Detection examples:

┌──

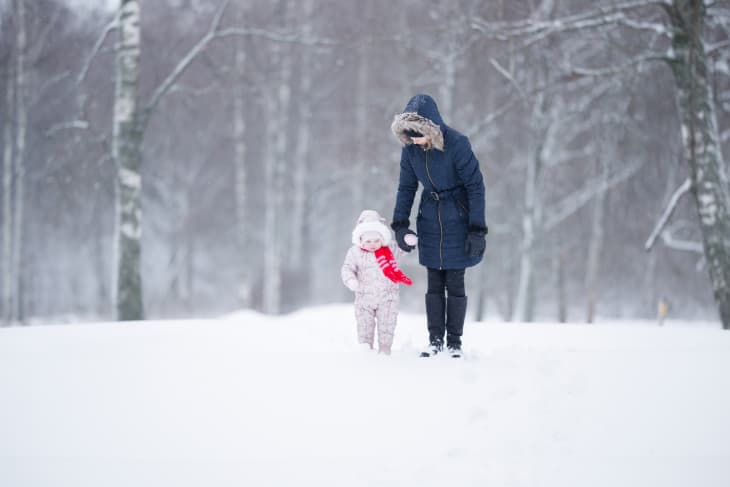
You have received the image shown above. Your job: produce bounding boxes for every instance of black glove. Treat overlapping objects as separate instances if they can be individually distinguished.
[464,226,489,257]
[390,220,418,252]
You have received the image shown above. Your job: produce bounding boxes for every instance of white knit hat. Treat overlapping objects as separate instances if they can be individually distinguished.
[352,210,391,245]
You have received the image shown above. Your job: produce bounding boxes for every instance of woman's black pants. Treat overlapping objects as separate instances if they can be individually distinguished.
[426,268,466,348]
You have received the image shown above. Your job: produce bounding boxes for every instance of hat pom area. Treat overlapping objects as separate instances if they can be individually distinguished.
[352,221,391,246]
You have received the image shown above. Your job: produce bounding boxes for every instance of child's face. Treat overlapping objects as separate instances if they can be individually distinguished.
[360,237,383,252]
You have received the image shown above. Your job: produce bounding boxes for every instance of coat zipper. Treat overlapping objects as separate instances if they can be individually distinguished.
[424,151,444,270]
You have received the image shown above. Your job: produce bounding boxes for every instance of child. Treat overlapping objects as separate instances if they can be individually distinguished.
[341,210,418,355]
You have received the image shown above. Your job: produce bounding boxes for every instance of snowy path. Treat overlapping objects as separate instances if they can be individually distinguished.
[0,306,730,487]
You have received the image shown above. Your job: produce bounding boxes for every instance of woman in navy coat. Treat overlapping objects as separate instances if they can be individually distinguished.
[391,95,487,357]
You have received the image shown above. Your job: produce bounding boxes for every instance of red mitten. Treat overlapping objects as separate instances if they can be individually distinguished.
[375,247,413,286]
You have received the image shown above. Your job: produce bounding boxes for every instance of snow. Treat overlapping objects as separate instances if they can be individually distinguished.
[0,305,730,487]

└──
┌──

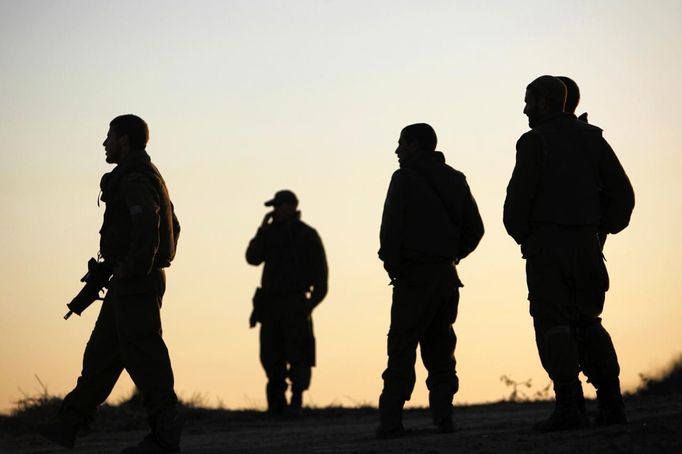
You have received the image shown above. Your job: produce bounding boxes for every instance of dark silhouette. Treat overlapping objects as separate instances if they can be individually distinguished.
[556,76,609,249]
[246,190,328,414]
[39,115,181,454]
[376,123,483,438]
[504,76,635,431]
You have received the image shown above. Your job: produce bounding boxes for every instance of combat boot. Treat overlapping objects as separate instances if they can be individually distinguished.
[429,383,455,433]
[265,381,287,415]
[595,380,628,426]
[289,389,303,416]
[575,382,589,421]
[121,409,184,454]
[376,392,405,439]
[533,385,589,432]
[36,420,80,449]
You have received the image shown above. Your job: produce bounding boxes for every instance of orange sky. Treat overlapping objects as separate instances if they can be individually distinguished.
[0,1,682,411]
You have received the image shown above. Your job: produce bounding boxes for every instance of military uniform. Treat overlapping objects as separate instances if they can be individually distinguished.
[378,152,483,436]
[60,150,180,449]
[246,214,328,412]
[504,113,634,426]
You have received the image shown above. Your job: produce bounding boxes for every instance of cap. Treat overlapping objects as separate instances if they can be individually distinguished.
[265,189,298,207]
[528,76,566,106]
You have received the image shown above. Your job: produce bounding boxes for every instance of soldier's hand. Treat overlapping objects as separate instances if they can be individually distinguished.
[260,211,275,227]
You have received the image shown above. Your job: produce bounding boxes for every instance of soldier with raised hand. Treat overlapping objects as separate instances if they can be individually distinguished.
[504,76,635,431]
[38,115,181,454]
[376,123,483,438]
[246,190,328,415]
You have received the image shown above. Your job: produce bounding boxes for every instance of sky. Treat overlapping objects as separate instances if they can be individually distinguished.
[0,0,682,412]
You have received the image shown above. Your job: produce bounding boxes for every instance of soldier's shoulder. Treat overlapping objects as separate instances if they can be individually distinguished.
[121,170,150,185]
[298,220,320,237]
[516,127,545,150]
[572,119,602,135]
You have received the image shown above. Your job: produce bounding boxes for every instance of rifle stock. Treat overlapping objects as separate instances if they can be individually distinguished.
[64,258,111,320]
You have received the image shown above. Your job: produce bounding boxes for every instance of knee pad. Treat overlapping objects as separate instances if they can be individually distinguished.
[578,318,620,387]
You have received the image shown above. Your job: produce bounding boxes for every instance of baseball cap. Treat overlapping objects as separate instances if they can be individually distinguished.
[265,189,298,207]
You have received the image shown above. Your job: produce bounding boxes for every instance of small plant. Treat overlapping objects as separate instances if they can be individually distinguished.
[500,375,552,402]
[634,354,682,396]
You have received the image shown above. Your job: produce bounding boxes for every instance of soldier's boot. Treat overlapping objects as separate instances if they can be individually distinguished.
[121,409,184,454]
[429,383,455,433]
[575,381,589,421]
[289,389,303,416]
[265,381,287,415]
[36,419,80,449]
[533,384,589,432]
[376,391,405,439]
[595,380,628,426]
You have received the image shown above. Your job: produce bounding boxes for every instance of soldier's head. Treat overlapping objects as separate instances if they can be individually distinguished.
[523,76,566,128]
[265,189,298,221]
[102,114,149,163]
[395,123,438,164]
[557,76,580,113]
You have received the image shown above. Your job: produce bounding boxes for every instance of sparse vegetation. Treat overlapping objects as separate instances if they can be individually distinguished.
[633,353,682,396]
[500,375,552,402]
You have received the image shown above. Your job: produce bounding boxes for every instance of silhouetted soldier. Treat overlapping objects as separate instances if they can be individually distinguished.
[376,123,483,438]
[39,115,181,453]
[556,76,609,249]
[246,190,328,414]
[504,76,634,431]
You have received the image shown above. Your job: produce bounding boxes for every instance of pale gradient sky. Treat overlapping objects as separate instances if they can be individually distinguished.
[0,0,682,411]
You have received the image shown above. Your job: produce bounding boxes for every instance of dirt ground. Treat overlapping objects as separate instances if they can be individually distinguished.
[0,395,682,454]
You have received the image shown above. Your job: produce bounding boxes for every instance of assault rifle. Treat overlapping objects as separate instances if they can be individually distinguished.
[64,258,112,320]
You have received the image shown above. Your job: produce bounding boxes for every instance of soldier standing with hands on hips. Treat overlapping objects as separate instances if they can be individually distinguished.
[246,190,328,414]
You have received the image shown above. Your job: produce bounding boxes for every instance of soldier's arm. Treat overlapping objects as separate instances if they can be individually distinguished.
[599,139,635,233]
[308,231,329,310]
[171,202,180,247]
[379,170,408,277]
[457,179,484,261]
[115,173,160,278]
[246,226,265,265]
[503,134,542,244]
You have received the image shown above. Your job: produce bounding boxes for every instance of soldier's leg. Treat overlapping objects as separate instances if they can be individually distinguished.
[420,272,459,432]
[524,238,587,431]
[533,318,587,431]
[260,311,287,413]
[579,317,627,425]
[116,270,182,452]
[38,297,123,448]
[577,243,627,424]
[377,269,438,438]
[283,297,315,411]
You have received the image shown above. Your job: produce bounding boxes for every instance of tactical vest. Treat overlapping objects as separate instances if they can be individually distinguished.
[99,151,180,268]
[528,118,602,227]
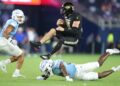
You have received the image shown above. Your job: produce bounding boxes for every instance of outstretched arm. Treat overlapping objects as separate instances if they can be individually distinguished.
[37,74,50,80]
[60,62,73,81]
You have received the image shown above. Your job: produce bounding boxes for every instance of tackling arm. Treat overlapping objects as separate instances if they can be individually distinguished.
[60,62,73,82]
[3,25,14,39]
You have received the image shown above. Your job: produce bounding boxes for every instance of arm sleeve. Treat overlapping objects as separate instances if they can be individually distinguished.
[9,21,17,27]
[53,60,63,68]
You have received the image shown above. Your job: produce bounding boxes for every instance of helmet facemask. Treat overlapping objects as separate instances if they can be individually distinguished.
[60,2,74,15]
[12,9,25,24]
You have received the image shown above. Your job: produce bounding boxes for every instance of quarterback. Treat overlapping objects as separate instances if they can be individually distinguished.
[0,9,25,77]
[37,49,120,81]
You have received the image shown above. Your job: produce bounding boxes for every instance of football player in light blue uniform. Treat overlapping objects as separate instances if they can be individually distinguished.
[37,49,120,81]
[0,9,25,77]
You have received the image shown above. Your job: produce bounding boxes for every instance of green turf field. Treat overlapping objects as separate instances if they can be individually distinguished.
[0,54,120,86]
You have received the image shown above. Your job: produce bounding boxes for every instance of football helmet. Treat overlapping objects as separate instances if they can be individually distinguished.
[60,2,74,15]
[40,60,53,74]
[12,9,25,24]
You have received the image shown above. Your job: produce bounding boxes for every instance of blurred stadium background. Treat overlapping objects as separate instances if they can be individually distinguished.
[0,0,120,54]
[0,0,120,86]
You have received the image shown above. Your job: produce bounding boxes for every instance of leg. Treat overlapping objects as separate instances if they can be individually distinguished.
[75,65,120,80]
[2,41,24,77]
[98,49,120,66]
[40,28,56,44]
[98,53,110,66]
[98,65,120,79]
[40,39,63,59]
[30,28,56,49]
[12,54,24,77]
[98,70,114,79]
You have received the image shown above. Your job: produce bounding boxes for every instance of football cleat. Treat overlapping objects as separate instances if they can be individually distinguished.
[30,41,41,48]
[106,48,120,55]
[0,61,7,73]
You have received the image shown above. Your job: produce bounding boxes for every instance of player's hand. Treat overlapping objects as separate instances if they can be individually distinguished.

└──
┌──

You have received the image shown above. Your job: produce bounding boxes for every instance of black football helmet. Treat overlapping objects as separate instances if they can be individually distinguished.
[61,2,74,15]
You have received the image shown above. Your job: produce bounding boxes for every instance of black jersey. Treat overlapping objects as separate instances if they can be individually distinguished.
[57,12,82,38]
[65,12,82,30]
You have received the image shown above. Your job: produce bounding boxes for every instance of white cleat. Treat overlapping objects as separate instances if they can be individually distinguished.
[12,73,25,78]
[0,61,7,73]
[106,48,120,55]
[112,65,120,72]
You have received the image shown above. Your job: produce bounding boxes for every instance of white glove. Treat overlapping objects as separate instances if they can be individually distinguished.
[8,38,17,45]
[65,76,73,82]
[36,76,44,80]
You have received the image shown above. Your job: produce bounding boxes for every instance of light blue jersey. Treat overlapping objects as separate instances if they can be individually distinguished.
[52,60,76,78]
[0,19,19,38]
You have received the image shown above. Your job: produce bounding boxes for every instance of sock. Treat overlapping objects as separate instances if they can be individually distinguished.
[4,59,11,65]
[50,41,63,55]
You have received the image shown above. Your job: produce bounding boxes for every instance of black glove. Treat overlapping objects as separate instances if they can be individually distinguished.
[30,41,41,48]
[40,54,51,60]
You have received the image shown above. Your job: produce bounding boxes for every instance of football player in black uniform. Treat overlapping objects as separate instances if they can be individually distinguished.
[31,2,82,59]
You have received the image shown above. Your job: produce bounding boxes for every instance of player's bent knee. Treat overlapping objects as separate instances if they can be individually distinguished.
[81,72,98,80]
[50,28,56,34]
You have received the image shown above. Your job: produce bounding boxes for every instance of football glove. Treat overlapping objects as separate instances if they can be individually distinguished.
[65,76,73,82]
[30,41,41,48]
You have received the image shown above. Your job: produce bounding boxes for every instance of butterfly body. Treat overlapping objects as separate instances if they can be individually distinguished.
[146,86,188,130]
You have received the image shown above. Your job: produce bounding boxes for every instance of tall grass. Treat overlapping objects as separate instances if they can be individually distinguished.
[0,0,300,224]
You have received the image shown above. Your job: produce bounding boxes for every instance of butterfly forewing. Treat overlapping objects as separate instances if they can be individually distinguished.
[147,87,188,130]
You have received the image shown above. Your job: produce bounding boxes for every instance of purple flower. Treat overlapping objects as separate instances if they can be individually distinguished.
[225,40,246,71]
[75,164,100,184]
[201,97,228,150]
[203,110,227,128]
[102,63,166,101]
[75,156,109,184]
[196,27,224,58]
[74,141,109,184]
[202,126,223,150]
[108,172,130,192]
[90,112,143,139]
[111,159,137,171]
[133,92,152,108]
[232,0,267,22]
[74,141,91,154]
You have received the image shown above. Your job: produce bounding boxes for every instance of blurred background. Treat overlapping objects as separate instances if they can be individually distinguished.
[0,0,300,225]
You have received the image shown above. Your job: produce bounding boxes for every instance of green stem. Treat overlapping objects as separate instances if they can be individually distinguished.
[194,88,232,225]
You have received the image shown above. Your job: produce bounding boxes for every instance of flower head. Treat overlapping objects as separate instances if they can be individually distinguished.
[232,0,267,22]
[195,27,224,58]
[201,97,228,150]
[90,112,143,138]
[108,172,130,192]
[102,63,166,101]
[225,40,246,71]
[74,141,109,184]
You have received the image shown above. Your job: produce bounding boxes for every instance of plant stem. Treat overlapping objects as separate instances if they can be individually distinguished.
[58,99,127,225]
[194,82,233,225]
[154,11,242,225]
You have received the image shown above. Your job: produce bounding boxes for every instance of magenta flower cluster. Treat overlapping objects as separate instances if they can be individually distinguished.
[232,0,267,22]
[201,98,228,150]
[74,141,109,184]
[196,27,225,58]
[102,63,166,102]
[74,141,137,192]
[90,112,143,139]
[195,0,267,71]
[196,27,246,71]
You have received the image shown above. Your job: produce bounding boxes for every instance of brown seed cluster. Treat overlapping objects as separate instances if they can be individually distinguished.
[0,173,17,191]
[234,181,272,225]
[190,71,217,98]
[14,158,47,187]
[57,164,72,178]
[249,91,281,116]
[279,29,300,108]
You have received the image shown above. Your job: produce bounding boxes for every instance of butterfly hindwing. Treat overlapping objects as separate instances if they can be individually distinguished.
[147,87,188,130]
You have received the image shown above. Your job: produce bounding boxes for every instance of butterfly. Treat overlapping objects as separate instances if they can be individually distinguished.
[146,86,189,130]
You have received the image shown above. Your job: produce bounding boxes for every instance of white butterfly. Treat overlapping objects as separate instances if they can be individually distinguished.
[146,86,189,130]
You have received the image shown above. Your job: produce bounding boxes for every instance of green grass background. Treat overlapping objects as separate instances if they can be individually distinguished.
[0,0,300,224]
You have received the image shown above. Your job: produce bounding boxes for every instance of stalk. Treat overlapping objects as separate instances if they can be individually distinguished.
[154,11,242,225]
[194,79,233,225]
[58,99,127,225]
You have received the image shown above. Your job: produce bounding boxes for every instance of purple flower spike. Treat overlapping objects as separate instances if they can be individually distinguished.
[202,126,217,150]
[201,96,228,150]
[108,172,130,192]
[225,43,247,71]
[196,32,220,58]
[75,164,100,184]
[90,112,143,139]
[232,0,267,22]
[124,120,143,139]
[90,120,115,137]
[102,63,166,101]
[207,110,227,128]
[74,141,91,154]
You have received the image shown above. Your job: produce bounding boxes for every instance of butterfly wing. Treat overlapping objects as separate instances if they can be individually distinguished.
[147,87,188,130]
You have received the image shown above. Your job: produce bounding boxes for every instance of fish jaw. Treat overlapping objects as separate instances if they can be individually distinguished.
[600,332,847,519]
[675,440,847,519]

└──

WHAT YOU NEED TO DO: Set out everything from the line containing "of green turf" down to the line containing "[0,0,120,86]", both included, as a numbered list, and leave out any blank lines.

SOLUTION TO THE EXERCISE:
1. You have received the image shown above. Your job: produce bounding boxes for every instance of green turf field. Treat overlapping objects as separate instances if they can be individually distinguished.
2. [0,54,120,86]
3. You have received the image shown above. Your job: produce bounding boxes for every instance of football helmet. Treat overlapping objects as separate instances if they can be individually distinguished.
4. [60,2,74,15]
5. [40,60,53,74]
6. [12,9,25,24]
7. You have received the image shown above. Your job: produce bounding boxes for every instance of blurred stadium background. Treat overlapping objects as separate instances if they can be individually distinguished.
8. [0,0,120,54]
9. [0,0,120,86]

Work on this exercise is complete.